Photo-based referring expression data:
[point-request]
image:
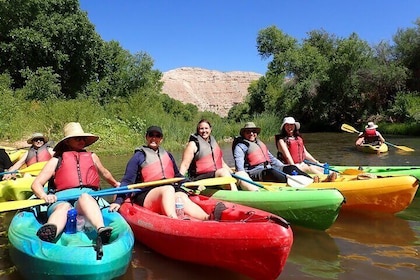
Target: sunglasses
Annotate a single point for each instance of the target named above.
(78, 139)
(155, 135)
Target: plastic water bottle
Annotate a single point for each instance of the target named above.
(80, 223)
(179, 208)
(71, 225)
(326, 168)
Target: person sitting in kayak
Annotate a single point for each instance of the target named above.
(254, 161)
(40, 150)
(72, 169)
(370, 136)
(202, 157)
(291, 149)
(151, 163)
(5, 162)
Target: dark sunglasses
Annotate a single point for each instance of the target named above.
(156, 135)
(78, 139)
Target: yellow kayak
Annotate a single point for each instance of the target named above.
(386, 194)
(372, 149)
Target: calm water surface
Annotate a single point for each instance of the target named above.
(355, 247)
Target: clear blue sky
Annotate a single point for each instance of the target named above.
(221, 34)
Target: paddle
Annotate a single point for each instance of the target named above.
(20, 204)
(247, 180)
(296, 181)
(349, 128)
(33, 169)
(345, 172)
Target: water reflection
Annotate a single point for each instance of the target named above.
(314, 253)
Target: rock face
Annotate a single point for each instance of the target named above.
(209, 90)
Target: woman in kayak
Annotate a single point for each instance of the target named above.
(40, 150)
(202, 157)
(254, 161)
(291, 149)
(152, 163)
(72, 170)
(370, 136)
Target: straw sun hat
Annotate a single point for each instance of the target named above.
(290, 120)
(371, 125)
(74, 129)
(248, 126)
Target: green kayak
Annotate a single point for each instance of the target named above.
(310, 208)
(384, 170)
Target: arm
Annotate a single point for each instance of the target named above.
(239, 156)
(187, 157)
(104, 172)
(309, 157)
(38, 184)
(16, 166)
(285, 151)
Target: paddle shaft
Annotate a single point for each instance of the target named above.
(320, 165)
(246, 180)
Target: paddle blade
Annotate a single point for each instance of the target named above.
(211, 182)
(298, 181)
(19, 204)
(404, 148)
(349, 128)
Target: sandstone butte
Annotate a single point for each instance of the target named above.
(209, 90)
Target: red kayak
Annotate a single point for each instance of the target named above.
(246, 240)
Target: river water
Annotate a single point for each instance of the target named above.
(355, 247)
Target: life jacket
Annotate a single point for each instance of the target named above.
(37, 155)
(256, 154)
(296, 149)
(156, 166)
(208, 157)
(371, 136)
(76, 169)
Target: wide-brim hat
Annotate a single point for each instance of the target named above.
(290, 120)
(371, 125)
(154, 128)
(74, 129)
(37, 135)
(249, 126)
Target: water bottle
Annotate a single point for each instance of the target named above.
(80, 223)
(71, 225)
(326, 168)
(179, 208)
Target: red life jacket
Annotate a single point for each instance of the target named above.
(256, 154)
(296, 149)
(208, 157)
(156, 166)
(37, 155)
(371, 136)
(76, 169)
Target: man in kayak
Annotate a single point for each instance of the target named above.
(40, 150)
(370, 136)
(151, 163)
(254, 161)
(202, 157)
(72, 169)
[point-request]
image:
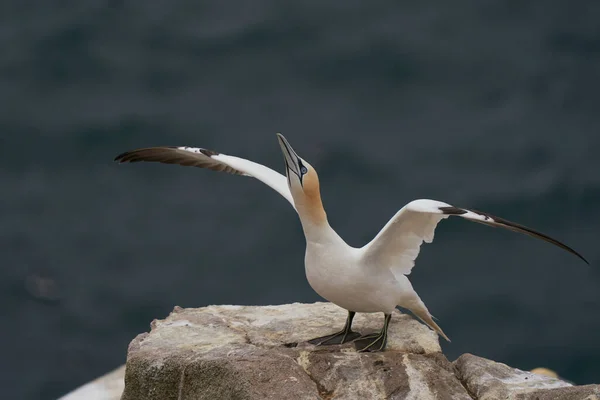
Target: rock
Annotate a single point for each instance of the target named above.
(247, 353)
(107, 387)
(487, 380)
(234, 352)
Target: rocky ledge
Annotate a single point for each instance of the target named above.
(244, 353)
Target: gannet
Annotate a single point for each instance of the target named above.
(373, 278)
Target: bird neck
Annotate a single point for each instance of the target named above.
(311, 212)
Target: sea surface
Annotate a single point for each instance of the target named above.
(487, 104)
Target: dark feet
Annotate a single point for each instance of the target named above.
(340, 337)
(371, 343)
(374, 341)
(344, 336)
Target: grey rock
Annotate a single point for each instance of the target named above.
(487, 380)
(235, 352)
(248, 353)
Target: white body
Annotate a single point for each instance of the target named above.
(368, 279)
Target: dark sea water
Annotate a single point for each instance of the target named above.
(485, 104)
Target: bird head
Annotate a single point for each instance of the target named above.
(302, 180)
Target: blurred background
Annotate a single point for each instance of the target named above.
(486, 104)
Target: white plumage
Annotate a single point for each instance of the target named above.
(368, 279)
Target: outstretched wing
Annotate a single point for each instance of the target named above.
(203, 158)
(398, 244)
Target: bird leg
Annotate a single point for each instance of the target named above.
(374, 341)
(341, 337)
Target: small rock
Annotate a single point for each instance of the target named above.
(234, 352)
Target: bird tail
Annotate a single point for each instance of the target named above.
(423, 313)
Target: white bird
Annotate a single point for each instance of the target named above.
(369, 279)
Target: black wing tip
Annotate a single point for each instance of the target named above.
(126, 156)
(540, 235)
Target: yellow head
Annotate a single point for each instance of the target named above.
(304, 184)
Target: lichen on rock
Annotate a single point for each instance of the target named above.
(248, 353)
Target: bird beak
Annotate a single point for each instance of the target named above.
(289, 155)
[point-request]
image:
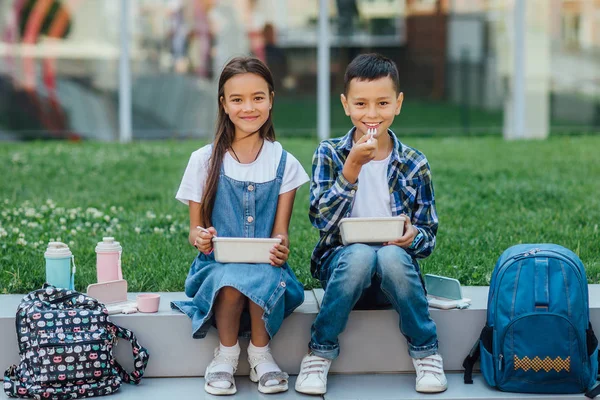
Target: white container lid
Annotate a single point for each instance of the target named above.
(57, 250)
(108, 245)
(245, 240)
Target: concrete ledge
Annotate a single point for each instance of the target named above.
(372, 342)
(167, 335)
(340, 387)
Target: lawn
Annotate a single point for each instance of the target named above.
(490, 194)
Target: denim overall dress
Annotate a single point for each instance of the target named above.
(242, 209)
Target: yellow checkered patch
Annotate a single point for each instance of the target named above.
(547, 364)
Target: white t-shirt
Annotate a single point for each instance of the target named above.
(264, 169)
(372, 198)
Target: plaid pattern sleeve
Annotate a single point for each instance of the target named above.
(423, 215)
(332, 196)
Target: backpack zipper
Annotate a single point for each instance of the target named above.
(96, 341)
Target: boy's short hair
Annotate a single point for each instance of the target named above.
(368, 67)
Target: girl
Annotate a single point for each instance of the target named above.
(242, 185)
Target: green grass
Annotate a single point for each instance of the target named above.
(490, 194)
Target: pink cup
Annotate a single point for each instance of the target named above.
(108, 260)
(148, 302)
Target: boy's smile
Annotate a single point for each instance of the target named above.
(372, 105)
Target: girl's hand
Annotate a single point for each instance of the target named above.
(280, 252)
(203, 241)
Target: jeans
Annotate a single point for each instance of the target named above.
(372, 276)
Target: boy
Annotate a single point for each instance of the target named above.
(353, 176)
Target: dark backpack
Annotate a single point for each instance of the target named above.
(65, 344)
(538, 337)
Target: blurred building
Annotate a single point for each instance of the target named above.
(59, 62)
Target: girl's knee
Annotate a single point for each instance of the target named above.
(230, 295)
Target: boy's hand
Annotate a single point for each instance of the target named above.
(203, 241)
(280, 252)
(361, 153)
(410, 232)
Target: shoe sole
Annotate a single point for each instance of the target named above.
(219, 391)
(311, 390)
(431, 390)
(268, 389)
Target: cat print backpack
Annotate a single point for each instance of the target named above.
(65, 344)
(538, 337)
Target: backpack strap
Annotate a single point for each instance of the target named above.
(140, 357)
(11, 382)
(469, 363)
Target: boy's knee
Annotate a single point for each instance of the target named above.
(394, 261)
(360, 259)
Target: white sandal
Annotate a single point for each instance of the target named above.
(211, 377)
(280, 376)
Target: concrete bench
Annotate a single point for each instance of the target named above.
(372, 348)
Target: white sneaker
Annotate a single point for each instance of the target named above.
(211, 377)
(312, 378)
(430, 374)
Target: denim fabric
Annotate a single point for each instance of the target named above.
(276, 290)
(365, 276)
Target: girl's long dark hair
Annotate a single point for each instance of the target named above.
(225, 130)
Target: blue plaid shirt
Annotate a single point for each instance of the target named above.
(332, 196)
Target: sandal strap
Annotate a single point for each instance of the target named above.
(255, 359)
(220, 358)
(281, 377)
(219, 377)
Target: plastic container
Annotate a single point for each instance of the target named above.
(243, 250)
(371, 230)
(148, 302)
(58, 266)
(108, 260)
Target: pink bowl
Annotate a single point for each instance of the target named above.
(148, 302)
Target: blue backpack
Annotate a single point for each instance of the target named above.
(538, 337)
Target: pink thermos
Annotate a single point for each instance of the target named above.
(108, 260)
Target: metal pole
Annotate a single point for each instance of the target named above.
(125, 130)
(323, 72)
(519, 71)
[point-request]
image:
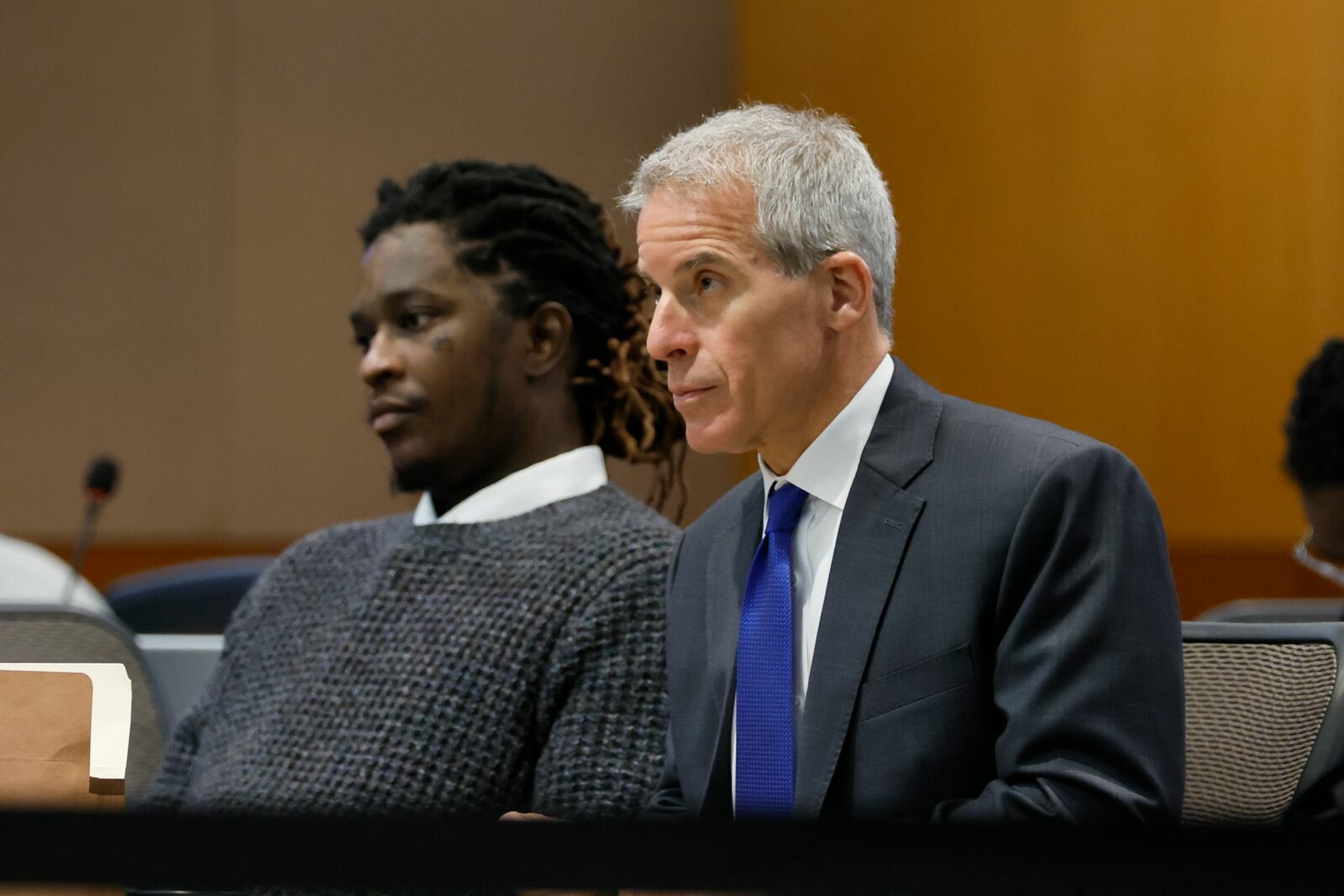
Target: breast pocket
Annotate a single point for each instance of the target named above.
(917, 681)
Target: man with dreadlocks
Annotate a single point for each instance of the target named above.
(1315, 459)
(501, 647)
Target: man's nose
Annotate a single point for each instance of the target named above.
(381, 362)
(669, 331)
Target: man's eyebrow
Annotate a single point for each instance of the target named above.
(701, 258)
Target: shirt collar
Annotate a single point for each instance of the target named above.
(555, 479)
(827, 468)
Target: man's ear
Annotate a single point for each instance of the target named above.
(850, 282)
(549, 331)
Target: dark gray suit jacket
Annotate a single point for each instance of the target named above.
(1000, 637)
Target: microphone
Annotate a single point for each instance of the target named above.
(100, 484)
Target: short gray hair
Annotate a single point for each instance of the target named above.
(817, 190)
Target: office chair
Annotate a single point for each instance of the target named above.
(186, 598)
(46, 633)
(1263, 720)
(1277, 610)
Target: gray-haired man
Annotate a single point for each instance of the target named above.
(963, 614)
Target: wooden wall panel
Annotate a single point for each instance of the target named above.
(1124, 217)
(183, 181)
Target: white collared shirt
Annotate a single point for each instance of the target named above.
(555, 479)
(826, 472)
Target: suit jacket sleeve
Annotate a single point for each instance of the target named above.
(1086, 665)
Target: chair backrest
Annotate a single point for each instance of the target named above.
(1263, 718)
(37, 633)
(1277, 610)
(181, 665)
(186, 598)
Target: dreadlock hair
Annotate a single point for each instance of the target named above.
(1315, 422)
(553, 242)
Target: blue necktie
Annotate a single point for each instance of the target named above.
(765, 667)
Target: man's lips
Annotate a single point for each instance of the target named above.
(386, 414)
(689, 396)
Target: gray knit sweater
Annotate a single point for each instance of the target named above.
(470, 669)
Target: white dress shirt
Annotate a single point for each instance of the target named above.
(826, 472)
(555, 479)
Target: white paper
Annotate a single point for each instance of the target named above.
(109, 732)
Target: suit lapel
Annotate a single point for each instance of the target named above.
(726, 579)
(875, 530)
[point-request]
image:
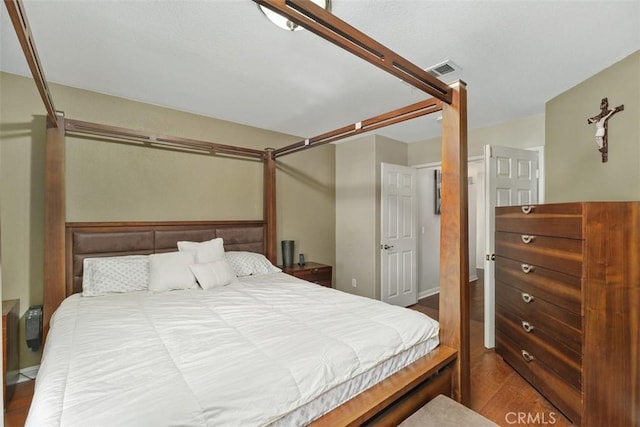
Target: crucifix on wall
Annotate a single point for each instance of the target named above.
(601, 120)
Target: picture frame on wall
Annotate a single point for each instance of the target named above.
(437, 178)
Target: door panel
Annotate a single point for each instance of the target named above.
(511, 179)
(398, 246)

Goal of the exercise →
Starting with the line that contains "Target: door panel", restate every line up to and including the last one above, exactly.

Problem solution →
Target: door panel
Annotate a single point for each instance of the target named above.
(511, 179)
(398, 246)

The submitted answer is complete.